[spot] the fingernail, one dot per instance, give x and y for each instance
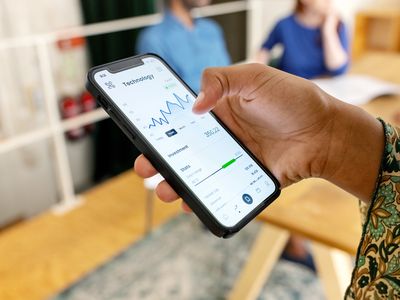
(200, 98)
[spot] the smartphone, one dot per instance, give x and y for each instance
(214, 173)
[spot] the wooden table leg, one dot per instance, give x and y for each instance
(265, 252)
(334, 269)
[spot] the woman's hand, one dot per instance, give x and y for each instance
(296, 130)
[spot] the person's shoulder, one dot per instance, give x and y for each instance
(286, 21)
(153, 30)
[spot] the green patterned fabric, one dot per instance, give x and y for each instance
(377, 271)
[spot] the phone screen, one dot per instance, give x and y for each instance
(222, 175)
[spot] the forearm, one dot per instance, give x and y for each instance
(355, 151)
(335, 56)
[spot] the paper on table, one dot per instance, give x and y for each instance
(357, 89)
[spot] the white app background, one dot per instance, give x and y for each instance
(223, 176)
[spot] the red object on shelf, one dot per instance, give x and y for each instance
(64, 44)
(88, 104)
(70, 109)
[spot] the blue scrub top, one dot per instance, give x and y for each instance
(303, 54)
(187, 50)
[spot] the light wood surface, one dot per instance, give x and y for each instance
(44, 255)
(317, 209)
(326, 215)
(376, 29)
(334, 269)
(260, 262)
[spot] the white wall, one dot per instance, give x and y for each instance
(28, 184)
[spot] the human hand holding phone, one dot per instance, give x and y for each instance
(295, 129)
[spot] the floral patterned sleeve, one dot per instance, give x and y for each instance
(377, 271)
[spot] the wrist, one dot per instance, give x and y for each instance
(355, 150)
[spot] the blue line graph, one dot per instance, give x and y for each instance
(180, 104)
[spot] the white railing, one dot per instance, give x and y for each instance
(56, 127)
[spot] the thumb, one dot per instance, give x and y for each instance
(238, 80)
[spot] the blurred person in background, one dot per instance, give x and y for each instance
(315, 44)
(189, 45)
(314, 39)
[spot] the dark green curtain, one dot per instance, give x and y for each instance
(113, 152)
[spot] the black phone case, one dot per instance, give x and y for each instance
(162, 166)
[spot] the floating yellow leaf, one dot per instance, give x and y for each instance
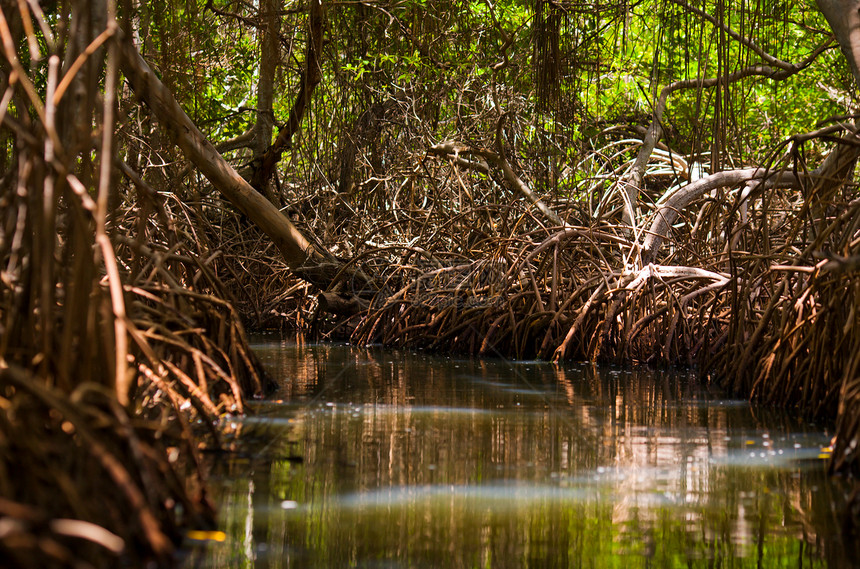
______
#### Problem description
A verbatim transcript of the entries above is required, with the pictures left out.

#### Solution to the exercise
[spot] the fingernail, one dot per instance, give x and y for each instance
(200, 98)
[spot] the smartphone, one dot per instance, give x and y for each instance
(214, 173)
[spot] the wooden table leg, one dot per instance, give x and y for each instance
(265, 252)
(334, 269)
[spot] the woman's hand, one dot per instance, give x and y for each instance
(296, 130)
[spot] the person's shoulder, one dot per instance, give x and y for each instance
(286, 21)
(153, 30)
[spot] the green patterned fabric, one dot per instance, give x and y for each instance
(377, 271)
[spot] the phone screen, one dot per instance, give x and y for each instance
(222, 175)
[spot] the forearm, one dot per instance, give x and y for each instance
(355, 151)
(335, 56)
[spot] the paper on table, one dot per instance, give x and y for each instance
(357, 89)
[spot] the white app background, one dot per instance, give x and y for each instance
(223, 176)
[spot] the red object on shelf, one dot per instance, give x and y for each instance
(64, 44)
(88, 104)
(70, 109)
[spot] the blue scrub top, one dot per instance, give x and y for each instance
(303, 54)
(187, 50)
[spot] the light wood surface, one dot per instance, give x and y for each instance
(44, 255)
(317, 209)
(326, 215)
(376, 29)
(334, 269)
(260, 262)
[spot] the white wall, one dot per instance, give x and y for each instance
(28, 184)
[spot] the human hand holding phone, one dot per instance, give x and y for each instance
(295, 129)
[spot] the floral patterned sleeve, one dot per instance, give x and y for each instance
(377, 271)
[spot] the wrist, one dot per instance, give x and y for each instance
(355, 150)
[spot] the blue line graph, one dot per instance, give x and y for each instance
(180, 104)
[spot] the white railing, one dot per instance, give x and y for each instance
(56, 127)
[spot] the thumb, one dot per instance, give x and y for each instance
(238, 80)
[spot] the blurred person in background, one dot per instance, give x and y for each instance
(315, 44)
(189, 45)
(314, 39)
[spot] the dark green curtain, one dot per instance, give x and y for each instance
(113, 152)
[spot] the black phone case, one dot per instance, give x and y for each instance
(162, 166)
[spot] the floating yellow leaf, one dot per instance, give x and y for each instance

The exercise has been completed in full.